Task to carry out: In the answer, each line of the listing should appear again unchanged.

··· Data shown ···

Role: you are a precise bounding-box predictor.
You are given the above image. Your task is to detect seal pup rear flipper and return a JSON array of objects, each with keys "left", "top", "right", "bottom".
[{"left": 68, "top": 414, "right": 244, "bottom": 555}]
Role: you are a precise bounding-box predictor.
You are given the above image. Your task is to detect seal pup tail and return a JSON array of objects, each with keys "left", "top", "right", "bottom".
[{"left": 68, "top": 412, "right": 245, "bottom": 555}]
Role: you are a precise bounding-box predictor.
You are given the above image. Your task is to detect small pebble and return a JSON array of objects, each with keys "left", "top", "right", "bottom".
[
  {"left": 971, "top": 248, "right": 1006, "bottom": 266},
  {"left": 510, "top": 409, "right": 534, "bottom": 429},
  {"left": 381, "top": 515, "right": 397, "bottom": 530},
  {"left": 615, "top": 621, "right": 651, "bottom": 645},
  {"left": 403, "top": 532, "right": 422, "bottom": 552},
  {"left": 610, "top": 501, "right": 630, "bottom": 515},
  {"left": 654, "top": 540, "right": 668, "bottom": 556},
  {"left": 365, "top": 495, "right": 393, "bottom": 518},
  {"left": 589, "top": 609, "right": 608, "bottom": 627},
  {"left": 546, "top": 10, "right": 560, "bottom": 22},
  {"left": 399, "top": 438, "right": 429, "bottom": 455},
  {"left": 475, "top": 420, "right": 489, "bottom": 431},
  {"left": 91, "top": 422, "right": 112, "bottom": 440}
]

···

Exercise answer:
Role: you are a precise bounding-box predictor.
You are given the above image. Your task is to detect seal pup rear flipper and return a JSON array of objects, each with keys "left", "top", "right", "bottom".
[{"left": 68, "top": 414, "right": 244, "bottom": 555}]
Role: you are a precise bounding-box predictor.
You are given the above image. Your task is to detect seal pup tail and return a JSON array of objects, each with keys "left", "top", "right", "bottom".
[{"left": 68, "top": 412, "right": 245, "bottom": 555}]
Role: you are a precise bounding-box predictor.
You are given the above image. Your task is to detect small pebble and return a JSON array of objects, each with keys "left", "top", "right", "bottom".
[
  {"left": 971, "top": 248, "right": 1006, "bottom": 266},
  {"left": 510, "top": 409, "right": 534, "bottom": 429},
  {"left": 381, "top": 515, "right": 397, "bottom": 530},
  {"left": 615, "top": 621, "right": 651, "bottom": 645},
  {"left": 403, "top": 532, "right": 422, "bottom": 552},
  {"left": 610, "top": 501, "right": 630, "bottom": 515},
  {"left": 654, "top": 540, "right": 668, "bottom": 556},
  {"left": 365, "top": 495, "right": 393, "bottom": 518},
  {"left": 589, "top": 609, "right": 608, "bottom": 627},
  {"left": 546, "top": 10, "right": 560, "bottom": 22},
  {"left": 399, "top": 438, "right": 429, "bottom": 455},
  {"left": 475, "top": 420, "right": 489, "bottom": 431},
  {"left": 91, "top": 422, "right": 112, "bottom": 440}
]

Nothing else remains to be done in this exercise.